SOURCE:
########

Since we have pre-calculated the local field of each spin, we can compute the delta energy caused by each spin in O(1) time. And then, we can determine whether the spin-flip can lower the system energy in line 17. If yes, then the spin can be flipped in line 18. However, since all the spins are connected, the remaining (N-1) spins’ local field needs to be updated after a spin-flip. Thus, we need to update all the spins’ local fields in line 20 to line 22.

Unlike constructing the local field of N spins that need to cost O(N^2), updating N local fields only takes O(N) by using this trick on the bottom right. For example, as the spin i on the trotter m is flipped. We need to update the k-th spin on the m trotter for k from 1 to N. By Subtracting the old local field from the new local field, since we can only flip one spin at a time, hence, this term can be eliminated (shown in the figure above). Furthermore, since the spin state of each spin will only be 1 and -1, we can replace the old spin state with the new spin state multiplied by -1. And finally, we know that we only need O(1) time to update one local field. For update N spins, it costs O(N) but not O(N^2).

########

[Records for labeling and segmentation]
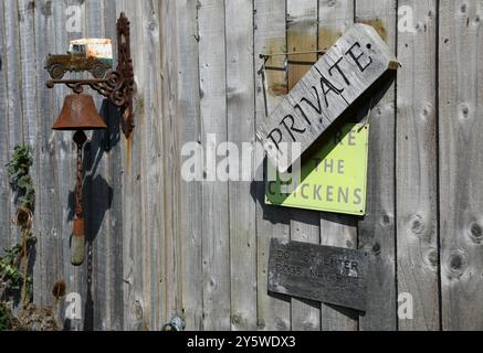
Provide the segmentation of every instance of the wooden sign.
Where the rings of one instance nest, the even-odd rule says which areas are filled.
[[[321,141],[321,148],[304,158],[301,180],[276,173],[267,161],[265,203],[283,207],[336,212],[363,216],[366,214],[367,161],[369,125],[346,124]],[[318,143],[318,142],[317,142]],[[275,178],[274,178],[275,179]]]
[[[376,30],[355,24],[258,128],[277,170],[286,172],[378,78],[398,67]]]
[[[366,311],[368,254],[272,239],[269,291]]]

########

THINGS TO DO:
• 1. List every distinct time complexity that the text on spin-flip local field updates mentions.
• 2. According to the text on spin-flip local field updates, what values can a spin state take?
• 3. Extend the text on spin-flip local field updates from its last sentence onward.
These records were taken from a different source than the text.

SOLVED TASKS:
• 1. O(1), O(N^2), O(N)

• 2. A spin state can only be 1 or -1.

• 3.
And after all the local fields update to be correct, we can go back to line 13 and check whether the next spin-flip can lower the system energy, then do the same thing again and again until all the spins are traversed. Then the system energy will decrease and start the next round of MC-step and do the same thing until the end of the Monte Carlo step.

Original state-of-the-art (SOTA)

Before this work, the SQA algorithm had been accelerated by many different strategies. Tohoku University proposed the state-of-the-art, published on 2020 IEEE access and 2019 IEEE transactions. The results of these two works are also the main comparison in our work today.

They firstly parallel the calculation of constructing and updating local-field by using accelerators.
Besides, since SQA only specifies that we can not flip the connected spins at the same time, i.e., in the fully connected TFIM, we can not flip the spins of the same trotter and the corresponding spin on the upper and the lower trotter. However, we can flip different spins on other trotters simultaneously, as shown in the figure below, by using the pipeline method to increase the parallelism of the SQA algorithm.

These actions will make the time complexity of each MC step from M*N^2 to N^2 or even lower by using an accelerator to make more speedup on constructing or updating the local field parts.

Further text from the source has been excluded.